*AVAILABLE DATA*.
Segment Open

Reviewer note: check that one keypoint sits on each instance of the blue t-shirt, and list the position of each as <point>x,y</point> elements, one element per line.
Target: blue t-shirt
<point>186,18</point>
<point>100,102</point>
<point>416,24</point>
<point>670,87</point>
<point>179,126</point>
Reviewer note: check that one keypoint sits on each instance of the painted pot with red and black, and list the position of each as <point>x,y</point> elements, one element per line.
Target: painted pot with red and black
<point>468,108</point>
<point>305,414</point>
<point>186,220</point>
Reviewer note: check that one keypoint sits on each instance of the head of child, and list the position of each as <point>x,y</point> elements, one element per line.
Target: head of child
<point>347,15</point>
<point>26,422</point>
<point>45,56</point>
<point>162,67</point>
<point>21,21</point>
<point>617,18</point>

Segment Closed
Segment Open

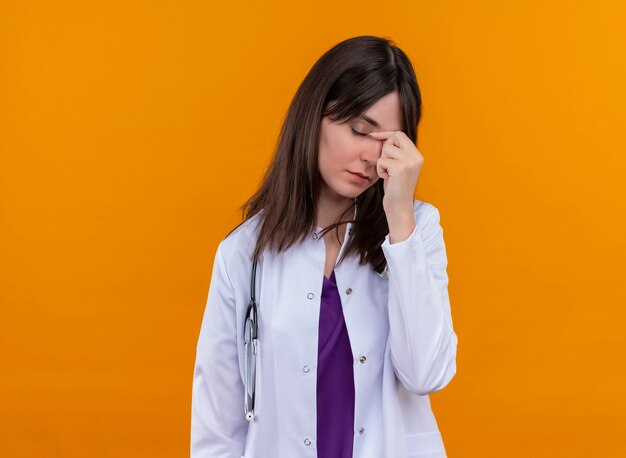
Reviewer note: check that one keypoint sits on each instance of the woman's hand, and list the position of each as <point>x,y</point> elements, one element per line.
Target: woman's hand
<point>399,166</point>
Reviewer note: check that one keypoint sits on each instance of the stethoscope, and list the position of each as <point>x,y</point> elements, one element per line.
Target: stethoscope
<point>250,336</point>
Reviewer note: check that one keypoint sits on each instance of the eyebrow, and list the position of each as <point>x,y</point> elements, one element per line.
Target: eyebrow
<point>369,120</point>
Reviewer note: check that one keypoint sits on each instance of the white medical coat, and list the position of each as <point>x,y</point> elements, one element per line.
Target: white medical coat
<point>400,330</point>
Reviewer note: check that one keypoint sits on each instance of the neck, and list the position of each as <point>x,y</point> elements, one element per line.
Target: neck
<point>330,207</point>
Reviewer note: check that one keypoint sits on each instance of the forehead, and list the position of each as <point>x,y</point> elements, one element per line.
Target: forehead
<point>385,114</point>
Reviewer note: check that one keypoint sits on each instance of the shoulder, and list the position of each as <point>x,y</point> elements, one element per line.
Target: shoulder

Segment Closed
Segment Open

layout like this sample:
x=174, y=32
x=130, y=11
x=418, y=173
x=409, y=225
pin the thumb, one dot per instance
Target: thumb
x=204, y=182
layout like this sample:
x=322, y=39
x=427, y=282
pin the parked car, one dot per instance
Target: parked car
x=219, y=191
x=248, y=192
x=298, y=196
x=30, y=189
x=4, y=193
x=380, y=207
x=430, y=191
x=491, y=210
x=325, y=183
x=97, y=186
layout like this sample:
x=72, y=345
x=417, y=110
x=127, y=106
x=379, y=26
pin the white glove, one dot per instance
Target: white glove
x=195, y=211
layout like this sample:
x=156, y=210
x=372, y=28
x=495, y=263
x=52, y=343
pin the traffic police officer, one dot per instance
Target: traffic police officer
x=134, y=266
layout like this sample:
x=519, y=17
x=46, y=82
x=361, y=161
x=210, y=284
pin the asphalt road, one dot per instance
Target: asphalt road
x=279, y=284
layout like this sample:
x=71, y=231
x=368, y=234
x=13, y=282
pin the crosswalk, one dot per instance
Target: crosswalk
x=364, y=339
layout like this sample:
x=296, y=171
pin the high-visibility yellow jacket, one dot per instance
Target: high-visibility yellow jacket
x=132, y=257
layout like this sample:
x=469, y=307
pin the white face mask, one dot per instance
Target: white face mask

Segment Closed

*ASSIGNMENT*.
Above are the entries. Quote exactly the lines from the one bearing "x=210, y=284" through the one bearing "x=296, y=171".

*SOLUTION FOR THIS TASK*.
x=210, y=284
pin the asphalt road, one dot per instance
Target: asphalt road
x=279, y=284
layout like this sample:
x=71, y=231
x=368, y=234
x=13, y=282
pin the crosswalk, one dot per instance
Target: crosswalk
x=364, y=339
layout like this sample:
x=296, y=171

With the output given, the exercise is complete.